**Task to carry out:** Copy out, unchanged, every line from the beginning of the records down to the line that contains "[302, 76, 342, 95]", including that line.

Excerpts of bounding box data
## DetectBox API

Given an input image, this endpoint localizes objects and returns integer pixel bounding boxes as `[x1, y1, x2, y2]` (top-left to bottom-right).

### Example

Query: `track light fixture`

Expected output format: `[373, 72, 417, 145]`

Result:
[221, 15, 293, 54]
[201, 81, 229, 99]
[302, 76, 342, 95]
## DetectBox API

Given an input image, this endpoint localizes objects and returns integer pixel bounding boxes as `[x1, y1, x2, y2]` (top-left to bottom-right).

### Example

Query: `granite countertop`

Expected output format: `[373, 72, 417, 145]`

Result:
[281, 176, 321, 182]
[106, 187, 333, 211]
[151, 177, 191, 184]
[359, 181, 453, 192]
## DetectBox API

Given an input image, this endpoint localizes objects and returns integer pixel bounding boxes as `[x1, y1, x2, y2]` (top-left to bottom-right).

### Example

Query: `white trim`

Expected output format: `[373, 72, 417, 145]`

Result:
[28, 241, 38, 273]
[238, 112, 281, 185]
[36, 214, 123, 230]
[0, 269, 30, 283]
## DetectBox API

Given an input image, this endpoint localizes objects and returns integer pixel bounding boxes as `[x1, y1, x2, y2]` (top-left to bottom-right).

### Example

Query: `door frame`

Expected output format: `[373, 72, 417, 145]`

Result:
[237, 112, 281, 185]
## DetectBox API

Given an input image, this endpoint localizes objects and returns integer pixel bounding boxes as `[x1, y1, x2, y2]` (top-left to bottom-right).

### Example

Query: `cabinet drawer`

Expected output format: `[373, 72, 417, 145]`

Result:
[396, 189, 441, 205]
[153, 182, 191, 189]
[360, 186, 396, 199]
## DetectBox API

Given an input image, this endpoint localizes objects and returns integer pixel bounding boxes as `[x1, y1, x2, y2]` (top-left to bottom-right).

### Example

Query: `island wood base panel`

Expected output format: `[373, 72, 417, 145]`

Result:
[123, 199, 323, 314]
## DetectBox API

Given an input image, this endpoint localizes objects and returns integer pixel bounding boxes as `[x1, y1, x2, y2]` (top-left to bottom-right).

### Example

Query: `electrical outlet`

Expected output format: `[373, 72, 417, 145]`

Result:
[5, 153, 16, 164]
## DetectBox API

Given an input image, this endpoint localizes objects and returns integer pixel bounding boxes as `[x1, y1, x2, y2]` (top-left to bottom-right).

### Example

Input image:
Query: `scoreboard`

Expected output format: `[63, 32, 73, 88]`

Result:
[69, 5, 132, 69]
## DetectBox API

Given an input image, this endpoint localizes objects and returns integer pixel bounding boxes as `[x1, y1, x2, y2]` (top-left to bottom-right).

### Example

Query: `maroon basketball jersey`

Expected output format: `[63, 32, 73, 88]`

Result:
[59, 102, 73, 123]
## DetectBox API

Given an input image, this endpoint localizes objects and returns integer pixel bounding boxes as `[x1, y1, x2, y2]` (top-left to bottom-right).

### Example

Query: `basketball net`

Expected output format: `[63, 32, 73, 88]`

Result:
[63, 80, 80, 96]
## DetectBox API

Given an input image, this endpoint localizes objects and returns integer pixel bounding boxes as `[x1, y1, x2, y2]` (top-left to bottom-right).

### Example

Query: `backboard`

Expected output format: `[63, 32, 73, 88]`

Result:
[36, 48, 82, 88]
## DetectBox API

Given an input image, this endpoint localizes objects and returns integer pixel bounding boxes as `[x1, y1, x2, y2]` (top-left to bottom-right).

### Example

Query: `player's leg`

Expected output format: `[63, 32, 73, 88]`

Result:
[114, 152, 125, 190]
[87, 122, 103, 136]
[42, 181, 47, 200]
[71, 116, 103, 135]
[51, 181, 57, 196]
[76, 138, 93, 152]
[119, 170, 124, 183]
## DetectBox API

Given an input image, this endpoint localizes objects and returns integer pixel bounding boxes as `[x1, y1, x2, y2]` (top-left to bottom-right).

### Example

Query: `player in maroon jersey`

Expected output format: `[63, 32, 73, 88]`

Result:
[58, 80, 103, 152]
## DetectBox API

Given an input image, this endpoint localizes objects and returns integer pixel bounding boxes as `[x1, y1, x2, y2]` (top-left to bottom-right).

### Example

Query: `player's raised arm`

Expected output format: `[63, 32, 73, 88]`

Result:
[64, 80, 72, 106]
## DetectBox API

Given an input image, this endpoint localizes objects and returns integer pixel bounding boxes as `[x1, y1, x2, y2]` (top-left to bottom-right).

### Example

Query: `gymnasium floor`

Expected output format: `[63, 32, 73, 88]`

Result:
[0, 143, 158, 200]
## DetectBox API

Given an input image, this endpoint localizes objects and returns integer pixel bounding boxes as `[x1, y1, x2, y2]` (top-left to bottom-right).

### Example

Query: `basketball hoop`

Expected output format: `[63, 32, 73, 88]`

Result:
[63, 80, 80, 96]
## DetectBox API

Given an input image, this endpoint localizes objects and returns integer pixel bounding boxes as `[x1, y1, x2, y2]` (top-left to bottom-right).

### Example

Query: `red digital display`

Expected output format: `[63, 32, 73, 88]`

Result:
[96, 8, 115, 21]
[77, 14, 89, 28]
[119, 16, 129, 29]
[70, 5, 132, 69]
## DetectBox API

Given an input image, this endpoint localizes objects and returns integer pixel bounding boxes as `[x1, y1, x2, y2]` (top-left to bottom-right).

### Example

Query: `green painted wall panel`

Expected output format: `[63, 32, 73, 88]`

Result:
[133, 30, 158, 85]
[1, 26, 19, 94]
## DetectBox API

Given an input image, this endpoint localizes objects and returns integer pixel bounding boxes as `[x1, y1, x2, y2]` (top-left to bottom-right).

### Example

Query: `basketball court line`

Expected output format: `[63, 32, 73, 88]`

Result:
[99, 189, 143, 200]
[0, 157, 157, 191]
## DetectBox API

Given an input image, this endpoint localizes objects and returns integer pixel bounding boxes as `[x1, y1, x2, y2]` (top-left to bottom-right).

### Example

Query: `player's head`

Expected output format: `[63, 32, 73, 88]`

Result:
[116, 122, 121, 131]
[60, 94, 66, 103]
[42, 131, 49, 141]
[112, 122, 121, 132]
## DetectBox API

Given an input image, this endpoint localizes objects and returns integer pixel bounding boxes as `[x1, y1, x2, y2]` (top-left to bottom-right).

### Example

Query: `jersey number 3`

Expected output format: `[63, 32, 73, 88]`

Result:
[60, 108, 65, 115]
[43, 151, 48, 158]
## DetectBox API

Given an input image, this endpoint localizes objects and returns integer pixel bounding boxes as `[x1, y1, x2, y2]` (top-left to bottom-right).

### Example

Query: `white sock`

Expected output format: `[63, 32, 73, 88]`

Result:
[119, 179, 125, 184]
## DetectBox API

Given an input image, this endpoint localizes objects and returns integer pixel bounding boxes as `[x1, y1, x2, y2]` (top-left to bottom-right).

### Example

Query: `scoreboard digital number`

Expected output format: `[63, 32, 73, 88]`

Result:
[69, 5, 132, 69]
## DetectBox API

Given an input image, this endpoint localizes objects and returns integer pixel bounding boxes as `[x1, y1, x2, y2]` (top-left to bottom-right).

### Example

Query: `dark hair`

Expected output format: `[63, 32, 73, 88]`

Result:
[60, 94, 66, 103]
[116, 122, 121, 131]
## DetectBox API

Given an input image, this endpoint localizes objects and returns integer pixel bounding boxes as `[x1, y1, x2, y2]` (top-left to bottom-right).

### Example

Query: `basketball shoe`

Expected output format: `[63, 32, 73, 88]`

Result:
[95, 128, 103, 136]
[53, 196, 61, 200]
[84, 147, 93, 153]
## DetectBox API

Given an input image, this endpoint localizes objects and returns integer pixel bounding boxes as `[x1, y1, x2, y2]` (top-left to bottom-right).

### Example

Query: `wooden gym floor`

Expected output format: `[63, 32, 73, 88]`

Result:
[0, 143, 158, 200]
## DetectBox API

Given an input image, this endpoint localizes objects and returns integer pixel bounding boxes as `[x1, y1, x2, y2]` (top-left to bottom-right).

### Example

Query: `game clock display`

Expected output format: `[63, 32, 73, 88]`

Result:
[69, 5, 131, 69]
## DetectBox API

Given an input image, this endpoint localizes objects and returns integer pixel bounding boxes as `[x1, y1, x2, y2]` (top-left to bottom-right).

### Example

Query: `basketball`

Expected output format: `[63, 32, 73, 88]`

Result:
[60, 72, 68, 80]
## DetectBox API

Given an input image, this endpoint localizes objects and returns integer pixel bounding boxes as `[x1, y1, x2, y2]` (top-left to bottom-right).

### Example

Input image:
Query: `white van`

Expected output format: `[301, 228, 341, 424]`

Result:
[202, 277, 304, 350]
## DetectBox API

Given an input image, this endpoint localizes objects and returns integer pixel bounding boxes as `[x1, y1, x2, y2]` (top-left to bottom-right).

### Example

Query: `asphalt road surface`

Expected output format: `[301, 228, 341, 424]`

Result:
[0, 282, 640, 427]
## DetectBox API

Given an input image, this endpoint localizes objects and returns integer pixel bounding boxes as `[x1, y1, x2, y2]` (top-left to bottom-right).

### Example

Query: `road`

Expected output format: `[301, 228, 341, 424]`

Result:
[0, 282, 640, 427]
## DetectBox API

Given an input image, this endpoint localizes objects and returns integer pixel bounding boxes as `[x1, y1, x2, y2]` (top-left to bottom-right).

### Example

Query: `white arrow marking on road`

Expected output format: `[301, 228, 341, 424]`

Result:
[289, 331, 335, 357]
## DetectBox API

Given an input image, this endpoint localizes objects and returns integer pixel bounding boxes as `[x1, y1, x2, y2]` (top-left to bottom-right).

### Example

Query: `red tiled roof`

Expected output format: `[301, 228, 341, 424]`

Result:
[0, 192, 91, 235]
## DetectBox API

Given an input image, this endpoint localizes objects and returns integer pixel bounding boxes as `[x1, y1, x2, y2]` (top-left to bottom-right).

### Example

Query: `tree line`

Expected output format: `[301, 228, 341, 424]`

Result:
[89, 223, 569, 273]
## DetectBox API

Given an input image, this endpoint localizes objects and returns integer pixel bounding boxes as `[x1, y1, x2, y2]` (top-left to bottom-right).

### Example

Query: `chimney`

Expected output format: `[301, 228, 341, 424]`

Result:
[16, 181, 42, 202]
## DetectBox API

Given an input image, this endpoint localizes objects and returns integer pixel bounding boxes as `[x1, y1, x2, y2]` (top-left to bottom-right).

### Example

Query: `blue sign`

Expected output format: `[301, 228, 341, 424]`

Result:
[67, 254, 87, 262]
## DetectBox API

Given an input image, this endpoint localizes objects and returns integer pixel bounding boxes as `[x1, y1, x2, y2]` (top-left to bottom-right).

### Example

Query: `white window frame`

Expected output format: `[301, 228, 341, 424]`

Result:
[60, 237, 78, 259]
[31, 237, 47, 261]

**Answer for this exercise:**
## DetectBox API

Given an input image, this endpoint localizes objects and returns integer pixel bounding boxes as `[x1, y1, x2, y2]` (top-left to bottom-right).

### Example

Query: `track light fixture`

Expected output format: `[373, 72, 417, 145]`

Result:
[221, 15, 293, 54]
[201, 81, 229, 99]
[302, 76, 342, 95]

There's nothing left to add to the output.